AIM OF THE EXERCISE
Reproduce the passage on the ketogenic diet in full, word for word.

SELECTED PASSAGE
■ ■ ■ ■

Keto was originally developed in the early 1920s to treat epileptic seizures, but once antiseizure meds became available the diet fell out of favor. But more than 70 years later, it was rediscovered as an alternative to pharmaceuticals. Which is always interesting because that is never what the pharmaceutical companies want.

Not too long ago, I met a woman who had a DeafBlind son and he used to have over 500 seizures a month. He was placed on the ketogenic diet by his doctor and that number drastically dropped to less than one time a month. Wow! That’s impressive.

I won’t get into great detail of how keto works within in the body. But the goal is to get the body to metabolize fat rather than sugar.

The health benefits of keto are:

  • improves brain health and energy
  • eliminates migraines 
  • improves mood
  • controls epilepsy and Alzheimer’s
  • decreases risk of coronary artery disease
  • Eliminates chronic pain
  • Eliminate Candida (yeast overgrowth)
  • Eliminates acne, eczema, and dandruff
  • Eliminates rosacea
  • Eliminates asthma and sinus issues
  • Eliminates acid reflux
  • Starves cancer cells
  • improves fertility

Migraines, chronic pain, rosacea*, and asthma are all chronic illnesses I have. It does not specifically say IC, nor has there been any official research done on the impact of keto on IC. But from the research that I have done, Keto for IC warriors has been really hit or miss. Some people who have IC have great success with keto, while others do not. But that’s one of the caveats of having IC; everyone is different.

■ ■ ■ ■

DATASET EXTRACT

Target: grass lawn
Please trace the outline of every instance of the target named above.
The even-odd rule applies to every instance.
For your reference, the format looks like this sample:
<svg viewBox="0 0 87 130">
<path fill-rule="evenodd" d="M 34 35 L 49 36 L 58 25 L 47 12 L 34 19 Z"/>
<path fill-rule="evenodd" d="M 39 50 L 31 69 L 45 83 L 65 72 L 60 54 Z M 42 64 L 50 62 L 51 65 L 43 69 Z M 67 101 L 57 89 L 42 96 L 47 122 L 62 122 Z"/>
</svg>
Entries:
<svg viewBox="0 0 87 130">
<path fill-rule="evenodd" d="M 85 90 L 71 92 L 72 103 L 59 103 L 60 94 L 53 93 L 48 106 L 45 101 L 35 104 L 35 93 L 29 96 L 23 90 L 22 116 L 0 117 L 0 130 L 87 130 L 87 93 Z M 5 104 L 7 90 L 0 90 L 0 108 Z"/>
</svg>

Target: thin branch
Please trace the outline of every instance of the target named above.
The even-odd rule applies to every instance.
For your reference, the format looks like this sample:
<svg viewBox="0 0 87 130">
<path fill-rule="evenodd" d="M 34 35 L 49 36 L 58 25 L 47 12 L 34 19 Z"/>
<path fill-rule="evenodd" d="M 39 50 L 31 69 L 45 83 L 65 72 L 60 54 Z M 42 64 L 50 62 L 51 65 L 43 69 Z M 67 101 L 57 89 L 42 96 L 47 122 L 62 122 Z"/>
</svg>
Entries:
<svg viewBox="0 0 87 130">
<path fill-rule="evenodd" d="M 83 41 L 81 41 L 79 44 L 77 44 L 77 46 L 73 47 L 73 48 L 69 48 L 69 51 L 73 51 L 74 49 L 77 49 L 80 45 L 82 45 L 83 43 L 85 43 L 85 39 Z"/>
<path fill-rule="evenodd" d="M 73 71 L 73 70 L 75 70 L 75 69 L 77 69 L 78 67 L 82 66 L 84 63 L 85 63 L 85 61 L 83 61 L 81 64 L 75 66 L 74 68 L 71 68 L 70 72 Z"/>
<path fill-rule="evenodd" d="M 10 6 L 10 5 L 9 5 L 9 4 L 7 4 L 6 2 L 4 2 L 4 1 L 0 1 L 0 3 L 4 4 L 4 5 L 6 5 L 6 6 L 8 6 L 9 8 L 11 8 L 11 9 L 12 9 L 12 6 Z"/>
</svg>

■ ■ ■ ■

EXERCISE OUTPUT
Keto was originally developed in the early 1920s to treat epileptic seizures, but once antiseizure meds became available the diet fell out of favor. But more than 70 years later, it was rediscovered as an alternative to pharmaceuticals. Which is always interesting because that is never what the pharmaceutical companies want.

Not too long ago, I met a woman who had a DeafBlind son and he used to have over 500 seizures a month. He was placed on the ketogenic diet by his doctor and that number drastically dropped to less than one time a month. Wow! That’s impressive.

I won’t get into great detail of how keto works within in the body. But the goal is to get the body to metabolize fat rather than sugar.

The health benefits of keto are:

  • improves brain health and energy
  • eliminates migraines 
  • improves mood
  • controls epilepsy and Alzheimer’s
  • decreases risk of coronary artery disease
  • Eliminates chronic pain
  • Eliminate Candida (yeast overgrowth)
  • Eliminates acne, eczema, and dandruff
  • Eliminates rosacea
  • Eliminates asthma and sinus issues
  • Eliminates acid reflux
  • Starves cancer cells
  • improves fertility

Migraines, chronic pain, rosacea*, and asthma are all chronic illnesses I have. It does not specifically say IC, nor has there been any official research done on the impact of keto on IC. But from the research that I have done, Keto for IC warriors has been really hit or miss. Some people who have IC have great success with keto, while others do not. But that’s one of the caveats of having IC; everyone is different.